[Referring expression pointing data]
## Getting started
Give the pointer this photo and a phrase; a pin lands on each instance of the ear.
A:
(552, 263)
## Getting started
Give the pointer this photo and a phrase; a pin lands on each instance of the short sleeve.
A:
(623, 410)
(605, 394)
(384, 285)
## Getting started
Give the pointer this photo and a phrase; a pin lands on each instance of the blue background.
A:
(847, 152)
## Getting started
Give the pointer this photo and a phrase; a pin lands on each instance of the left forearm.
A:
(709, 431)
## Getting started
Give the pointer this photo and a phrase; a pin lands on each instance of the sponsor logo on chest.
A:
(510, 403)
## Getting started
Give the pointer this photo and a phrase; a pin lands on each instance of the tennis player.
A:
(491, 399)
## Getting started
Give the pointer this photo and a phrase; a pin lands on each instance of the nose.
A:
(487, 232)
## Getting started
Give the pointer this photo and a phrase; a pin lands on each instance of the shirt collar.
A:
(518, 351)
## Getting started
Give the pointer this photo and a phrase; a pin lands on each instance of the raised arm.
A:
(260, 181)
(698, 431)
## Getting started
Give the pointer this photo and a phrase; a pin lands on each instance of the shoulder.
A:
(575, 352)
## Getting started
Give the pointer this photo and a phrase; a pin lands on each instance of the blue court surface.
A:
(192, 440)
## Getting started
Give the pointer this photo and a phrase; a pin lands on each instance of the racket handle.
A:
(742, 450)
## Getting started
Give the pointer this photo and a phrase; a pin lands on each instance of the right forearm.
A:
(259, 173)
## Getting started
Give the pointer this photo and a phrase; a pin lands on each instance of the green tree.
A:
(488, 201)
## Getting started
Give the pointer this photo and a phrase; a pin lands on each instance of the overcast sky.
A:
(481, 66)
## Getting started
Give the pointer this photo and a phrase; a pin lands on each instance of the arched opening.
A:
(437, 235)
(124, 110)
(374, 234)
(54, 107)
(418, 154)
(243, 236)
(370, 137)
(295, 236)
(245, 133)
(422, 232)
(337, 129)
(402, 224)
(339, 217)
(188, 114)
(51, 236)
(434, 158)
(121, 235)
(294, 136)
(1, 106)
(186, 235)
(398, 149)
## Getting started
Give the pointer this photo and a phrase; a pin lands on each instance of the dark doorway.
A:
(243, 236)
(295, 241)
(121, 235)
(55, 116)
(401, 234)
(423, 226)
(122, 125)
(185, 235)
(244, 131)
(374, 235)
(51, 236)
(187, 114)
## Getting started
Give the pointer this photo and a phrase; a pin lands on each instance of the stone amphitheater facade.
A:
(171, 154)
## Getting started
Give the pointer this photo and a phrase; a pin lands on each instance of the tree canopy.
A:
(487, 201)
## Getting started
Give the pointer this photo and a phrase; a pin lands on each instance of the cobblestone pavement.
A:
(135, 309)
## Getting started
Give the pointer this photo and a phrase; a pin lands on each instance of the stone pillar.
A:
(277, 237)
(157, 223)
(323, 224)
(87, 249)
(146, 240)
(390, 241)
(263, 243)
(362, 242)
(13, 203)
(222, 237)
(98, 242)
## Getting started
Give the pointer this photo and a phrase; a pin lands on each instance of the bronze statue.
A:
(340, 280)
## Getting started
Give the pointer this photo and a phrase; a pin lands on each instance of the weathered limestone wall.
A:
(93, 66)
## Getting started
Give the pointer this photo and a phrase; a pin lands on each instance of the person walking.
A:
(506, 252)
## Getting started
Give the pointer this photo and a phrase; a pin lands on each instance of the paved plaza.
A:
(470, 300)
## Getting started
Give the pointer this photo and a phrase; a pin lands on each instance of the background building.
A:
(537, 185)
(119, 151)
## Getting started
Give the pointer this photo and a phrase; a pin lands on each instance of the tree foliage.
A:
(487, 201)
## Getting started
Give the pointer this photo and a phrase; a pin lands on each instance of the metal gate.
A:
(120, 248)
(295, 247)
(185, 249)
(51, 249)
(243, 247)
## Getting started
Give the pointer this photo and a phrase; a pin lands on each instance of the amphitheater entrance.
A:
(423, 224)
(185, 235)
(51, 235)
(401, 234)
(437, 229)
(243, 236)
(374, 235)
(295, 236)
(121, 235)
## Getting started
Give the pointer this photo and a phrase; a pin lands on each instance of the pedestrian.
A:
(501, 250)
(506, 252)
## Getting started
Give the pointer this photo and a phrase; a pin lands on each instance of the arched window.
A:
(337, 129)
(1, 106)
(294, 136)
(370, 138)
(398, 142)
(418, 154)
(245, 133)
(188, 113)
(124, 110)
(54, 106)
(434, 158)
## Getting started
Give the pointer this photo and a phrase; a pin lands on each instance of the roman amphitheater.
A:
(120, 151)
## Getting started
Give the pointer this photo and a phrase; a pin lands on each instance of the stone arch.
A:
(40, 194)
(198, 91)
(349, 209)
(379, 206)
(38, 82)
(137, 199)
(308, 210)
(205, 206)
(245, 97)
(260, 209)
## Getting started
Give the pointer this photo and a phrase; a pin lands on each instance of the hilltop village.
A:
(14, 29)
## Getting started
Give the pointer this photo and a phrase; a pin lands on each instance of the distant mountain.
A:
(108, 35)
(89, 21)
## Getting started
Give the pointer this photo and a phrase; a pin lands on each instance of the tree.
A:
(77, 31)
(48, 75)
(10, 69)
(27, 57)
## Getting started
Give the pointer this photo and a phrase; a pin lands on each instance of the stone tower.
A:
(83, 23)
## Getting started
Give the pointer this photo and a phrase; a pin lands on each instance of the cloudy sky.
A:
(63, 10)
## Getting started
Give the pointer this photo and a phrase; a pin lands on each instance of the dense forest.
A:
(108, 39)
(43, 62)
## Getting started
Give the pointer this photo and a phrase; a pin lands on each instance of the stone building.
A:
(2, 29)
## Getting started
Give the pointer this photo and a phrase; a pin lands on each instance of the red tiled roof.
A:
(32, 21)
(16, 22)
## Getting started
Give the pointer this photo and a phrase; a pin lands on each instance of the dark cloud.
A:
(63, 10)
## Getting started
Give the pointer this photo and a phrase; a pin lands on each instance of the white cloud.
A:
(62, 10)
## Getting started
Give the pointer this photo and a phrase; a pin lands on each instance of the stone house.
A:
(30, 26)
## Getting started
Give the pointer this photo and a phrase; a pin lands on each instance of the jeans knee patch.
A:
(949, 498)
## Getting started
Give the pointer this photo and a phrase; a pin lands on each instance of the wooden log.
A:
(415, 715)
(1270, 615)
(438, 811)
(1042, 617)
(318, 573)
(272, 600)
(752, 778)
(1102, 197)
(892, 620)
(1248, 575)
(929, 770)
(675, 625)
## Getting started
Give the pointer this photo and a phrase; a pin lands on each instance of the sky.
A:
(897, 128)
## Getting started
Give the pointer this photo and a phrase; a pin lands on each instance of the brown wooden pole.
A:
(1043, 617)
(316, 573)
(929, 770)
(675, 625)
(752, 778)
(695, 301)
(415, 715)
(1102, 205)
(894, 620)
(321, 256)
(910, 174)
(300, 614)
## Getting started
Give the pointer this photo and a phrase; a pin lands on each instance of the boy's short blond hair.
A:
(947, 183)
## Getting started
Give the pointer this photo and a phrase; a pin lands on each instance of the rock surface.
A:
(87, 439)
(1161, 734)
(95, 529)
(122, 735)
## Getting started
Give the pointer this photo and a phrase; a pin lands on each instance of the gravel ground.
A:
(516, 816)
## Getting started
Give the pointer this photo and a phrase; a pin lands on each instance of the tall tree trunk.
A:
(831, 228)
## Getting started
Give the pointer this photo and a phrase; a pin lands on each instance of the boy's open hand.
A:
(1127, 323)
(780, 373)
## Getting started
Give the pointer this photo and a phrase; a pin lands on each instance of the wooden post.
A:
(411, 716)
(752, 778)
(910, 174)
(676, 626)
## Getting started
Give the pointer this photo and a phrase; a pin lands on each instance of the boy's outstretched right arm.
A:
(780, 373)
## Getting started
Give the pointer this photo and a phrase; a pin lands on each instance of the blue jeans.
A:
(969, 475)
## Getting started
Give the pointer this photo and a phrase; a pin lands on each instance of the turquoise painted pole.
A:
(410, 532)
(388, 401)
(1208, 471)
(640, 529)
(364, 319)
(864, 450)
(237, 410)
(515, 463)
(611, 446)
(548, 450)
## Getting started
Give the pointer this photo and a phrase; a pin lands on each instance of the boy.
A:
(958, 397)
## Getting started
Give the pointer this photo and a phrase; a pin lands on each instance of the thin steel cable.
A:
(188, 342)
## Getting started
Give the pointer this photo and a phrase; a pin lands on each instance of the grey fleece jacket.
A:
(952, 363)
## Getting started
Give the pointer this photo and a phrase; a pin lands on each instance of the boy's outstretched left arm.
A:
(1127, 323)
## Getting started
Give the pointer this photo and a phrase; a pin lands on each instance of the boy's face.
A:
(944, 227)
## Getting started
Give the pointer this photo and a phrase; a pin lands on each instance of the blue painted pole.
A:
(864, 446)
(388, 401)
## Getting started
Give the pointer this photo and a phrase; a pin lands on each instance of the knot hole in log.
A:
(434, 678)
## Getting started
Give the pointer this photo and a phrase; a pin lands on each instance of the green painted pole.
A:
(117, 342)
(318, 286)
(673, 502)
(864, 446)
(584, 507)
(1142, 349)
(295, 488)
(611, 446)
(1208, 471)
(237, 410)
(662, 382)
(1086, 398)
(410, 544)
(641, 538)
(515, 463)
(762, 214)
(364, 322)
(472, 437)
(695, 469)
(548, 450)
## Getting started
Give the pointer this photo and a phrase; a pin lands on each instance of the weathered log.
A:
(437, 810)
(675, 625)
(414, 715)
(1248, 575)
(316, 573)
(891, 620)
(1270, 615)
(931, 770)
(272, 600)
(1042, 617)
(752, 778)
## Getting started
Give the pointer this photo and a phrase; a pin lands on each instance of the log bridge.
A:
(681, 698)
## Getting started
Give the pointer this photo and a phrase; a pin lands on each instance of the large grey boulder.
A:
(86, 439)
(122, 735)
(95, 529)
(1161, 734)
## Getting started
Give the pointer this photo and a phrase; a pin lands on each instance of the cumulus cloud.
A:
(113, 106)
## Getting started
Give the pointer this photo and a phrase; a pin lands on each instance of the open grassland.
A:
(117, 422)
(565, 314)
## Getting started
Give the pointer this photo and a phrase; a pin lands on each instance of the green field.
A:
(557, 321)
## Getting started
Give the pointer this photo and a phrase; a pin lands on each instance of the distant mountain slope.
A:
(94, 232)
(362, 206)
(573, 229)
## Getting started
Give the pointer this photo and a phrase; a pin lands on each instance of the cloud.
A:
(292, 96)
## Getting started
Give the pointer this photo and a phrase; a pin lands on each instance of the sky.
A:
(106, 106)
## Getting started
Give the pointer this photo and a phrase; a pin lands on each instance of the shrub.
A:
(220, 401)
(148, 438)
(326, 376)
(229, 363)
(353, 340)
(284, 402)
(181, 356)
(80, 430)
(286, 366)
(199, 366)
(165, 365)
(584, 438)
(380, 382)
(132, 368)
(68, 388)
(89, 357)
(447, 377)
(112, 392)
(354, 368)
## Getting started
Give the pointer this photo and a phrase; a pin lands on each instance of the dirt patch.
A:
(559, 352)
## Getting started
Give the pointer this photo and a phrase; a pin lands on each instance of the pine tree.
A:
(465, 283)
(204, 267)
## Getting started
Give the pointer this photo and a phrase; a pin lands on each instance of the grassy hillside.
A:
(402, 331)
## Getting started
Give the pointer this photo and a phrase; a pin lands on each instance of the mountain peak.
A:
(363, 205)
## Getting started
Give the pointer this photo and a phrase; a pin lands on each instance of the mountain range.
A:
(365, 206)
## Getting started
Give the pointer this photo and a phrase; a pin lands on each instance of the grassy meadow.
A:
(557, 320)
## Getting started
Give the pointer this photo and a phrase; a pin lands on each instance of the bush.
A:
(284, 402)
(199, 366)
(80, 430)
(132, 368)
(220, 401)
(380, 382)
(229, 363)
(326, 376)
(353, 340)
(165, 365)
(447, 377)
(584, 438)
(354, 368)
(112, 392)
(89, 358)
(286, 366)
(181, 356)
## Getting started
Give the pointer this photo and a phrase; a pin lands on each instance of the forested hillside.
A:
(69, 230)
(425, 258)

## ASSIGNED TASK:
What are the lines above that hold the string "grey"? Copy them.

## YOUR SOLUTION:
Give the pointer this photo and a phrase; a pin lands on each instance of the grey fleece jacket.
Give the pointer this photo and a phrase; a pin lands on each instance of the large grey boulder.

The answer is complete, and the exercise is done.